Required task. Can you copy the rows exactly, beginning with the first one and stopping after the line that contains "[228,183,258,218]"?

Rows on locating named things

%%

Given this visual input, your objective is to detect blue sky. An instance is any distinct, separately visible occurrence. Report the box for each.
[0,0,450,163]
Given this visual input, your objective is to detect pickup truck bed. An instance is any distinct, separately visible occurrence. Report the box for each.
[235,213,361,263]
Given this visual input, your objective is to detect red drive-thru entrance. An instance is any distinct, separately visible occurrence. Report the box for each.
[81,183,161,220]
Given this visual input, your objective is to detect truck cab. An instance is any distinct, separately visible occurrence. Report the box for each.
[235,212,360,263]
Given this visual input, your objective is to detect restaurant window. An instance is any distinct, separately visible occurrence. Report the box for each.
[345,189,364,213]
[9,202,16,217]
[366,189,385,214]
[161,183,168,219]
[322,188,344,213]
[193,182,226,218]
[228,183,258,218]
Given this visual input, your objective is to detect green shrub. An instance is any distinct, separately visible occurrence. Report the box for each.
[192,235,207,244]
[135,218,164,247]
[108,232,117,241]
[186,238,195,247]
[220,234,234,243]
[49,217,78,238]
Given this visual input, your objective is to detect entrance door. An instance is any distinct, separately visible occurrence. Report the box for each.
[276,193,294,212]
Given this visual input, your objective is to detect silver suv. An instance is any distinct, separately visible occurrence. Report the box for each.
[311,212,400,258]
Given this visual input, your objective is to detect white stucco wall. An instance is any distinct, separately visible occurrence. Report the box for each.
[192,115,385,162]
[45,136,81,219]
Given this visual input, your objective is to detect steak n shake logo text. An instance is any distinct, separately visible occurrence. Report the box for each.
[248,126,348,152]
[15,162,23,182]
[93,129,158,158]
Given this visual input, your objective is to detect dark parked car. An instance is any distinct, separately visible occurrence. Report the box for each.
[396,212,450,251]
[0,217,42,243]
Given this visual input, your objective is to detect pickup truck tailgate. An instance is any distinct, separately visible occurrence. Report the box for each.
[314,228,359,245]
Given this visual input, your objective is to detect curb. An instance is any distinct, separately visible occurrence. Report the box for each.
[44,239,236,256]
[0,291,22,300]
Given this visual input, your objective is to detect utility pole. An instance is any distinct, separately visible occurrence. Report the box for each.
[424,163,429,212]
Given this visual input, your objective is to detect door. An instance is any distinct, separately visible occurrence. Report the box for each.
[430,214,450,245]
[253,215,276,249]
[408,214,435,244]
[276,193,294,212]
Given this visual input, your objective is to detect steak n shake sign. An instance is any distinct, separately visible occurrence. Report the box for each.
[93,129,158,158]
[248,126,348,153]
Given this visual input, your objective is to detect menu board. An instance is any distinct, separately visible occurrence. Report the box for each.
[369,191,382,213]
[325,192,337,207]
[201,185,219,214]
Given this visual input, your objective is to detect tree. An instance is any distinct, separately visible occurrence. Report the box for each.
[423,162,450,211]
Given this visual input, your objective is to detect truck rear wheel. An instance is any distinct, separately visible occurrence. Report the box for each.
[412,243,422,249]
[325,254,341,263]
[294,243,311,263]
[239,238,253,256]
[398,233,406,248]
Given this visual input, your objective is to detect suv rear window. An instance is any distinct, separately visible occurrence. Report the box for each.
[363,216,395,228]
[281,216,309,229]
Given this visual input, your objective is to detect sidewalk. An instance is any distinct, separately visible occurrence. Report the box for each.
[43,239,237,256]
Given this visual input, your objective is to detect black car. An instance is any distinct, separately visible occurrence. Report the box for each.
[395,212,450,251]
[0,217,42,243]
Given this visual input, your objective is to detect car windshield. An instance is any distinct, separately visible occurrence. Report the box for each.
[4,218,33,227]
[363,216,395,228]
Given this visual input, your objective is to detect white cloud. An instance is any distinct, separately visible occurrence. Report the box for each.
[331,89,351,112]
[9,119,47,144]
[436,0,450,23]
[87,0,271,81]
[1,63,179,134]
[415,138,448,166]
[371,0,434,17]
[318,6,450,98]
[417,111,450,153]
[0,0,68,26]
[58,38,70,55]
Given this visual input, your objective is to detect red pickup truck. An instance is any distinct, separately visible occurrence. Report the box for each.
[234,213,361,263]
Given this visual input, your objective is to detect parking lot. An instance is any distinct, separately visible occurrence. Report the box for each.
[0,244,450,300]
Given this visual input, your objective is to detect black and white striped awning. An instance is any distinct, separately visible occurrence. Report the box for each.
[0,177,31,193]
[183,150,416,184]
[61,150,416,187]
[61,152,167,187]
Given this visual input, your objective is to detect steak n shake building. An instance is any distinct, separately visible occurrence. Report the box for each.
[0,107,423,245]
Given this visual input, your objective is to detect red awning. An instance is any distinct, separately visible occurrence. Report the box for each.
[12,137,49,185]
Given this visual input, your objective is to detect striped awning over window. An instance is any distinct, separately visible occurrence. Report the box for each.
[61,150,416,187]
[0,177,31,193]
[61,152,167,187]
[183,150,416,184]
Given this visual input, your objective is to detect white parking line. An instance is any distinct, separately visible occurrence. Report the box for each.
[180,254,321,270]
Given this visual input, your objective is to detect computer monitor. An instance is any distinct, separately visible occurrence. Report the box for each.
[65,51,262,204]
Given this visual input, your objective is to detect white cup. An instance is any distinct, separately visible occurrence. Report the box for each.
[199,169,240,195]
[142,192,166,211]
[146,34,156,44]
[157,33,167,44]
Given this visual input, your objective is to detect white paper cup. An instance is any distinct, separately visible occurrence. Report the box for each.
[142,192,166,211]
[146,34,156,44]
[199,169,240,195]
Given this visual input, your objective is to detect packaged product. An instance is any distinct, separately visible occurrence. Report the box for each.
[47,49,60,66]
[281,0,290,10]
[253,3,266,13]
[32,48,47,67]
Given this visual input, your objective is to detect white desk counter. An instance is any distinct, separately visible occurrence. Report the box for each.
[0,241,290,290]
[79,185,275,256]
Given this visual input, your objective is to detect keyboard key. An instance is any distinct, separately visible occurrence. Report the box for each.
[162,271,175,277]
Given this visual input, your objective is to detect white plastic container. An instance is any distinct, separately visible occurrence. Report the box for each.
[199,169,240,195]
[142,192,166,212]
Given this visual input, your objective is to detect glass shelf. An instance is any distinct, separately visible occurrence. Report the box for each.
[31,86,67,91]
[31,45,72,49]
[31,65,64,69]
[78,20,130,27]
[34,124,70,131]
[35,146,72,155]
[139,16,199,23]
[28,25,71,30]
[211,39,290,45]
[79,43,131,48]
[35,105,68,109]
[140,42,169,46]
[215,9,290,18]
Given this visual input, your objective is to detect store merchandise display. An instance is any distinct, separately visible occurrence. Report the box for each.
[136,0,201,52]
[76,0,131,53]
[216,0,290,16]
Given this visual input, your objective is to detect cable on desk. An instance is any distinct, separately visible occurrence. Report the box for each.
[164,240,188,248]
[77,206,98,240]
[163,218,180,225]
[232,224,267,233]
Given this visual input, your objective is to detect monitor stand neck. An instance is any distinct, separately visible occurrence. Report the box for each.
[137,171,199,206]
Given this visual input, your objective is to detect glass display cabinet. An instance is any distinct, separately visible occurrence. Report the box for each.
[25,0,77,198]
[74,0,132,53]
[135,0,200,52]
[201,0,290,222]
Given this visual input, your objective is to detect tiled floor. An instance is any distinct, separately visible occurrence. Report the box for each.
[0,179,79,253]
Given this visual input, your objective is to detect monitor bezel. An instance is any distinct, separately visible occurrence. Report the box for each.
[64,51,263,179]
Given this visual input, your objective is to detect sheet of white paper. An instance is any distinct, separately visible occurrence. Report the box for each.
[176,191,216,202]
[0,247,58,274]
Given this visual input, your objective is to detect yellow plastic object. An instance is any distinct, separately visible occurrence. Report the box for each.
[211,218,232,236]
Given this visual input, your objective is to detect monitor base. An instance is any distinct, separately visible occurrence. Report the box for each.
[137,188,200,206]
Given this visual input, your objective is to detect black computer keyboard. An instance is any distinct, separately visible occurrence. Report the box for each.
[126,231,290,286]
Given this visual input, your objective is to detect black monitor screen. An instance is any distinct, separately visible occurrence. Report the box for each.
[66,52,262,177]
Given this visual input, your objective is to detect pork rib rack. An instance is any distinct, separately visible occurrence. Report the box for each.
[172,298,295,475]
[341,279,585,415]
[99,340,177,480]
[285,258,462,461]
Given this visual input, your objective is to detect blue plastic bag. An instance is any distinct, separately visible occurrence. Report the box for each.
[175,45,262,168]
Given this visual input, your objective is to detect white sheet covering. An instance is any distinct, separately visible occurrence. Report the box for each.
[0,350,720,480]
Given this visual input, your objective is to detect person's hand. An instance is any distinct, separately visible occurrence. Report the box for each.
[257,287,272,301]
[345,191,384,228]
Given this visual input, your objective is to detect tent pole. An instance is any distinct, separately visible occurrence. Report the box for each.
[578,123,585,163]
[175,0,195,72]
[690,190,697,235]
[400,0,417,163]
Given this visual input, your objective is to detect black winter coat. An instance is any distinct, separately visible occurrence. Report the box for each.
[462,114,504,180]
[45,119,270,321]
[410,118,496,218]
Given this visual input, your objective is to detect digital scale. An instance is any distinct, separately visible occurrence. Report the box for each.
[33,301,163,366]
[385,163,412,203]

%%

Exercise answer.
Given this visual input, your objective is to detect blue sky. An instance is any distinct, separately visible occurrence. Report the box for each.
[0,0,450,163]
Given this visual input, your objective is to detect pickup truck bed. An instance is any distinct, separately visible occurrence. Report the box for each.
[235,213,361,263]
Given this visual input, your objective is to detect red drive-thru entrance. An instance is any distinct, separately visible occurrence. Report the box for each.
[81,183,161,220]
Given this visual input, your objective is to detect truck cab. An instance is any distinct, separately visible occurrence. Report the box for each.
[235,212,360,263]
Given this visual input, your objective is to detect restaurant window. An instance is any distinct, separately visible occurrence. Report the box for each.
[345,189,364,213]
[9,202,16,217]
[366,189,385,214]
[161,183,168,219]
[322,188,344,213]
[193,182,226,218]
[228,183,258,218]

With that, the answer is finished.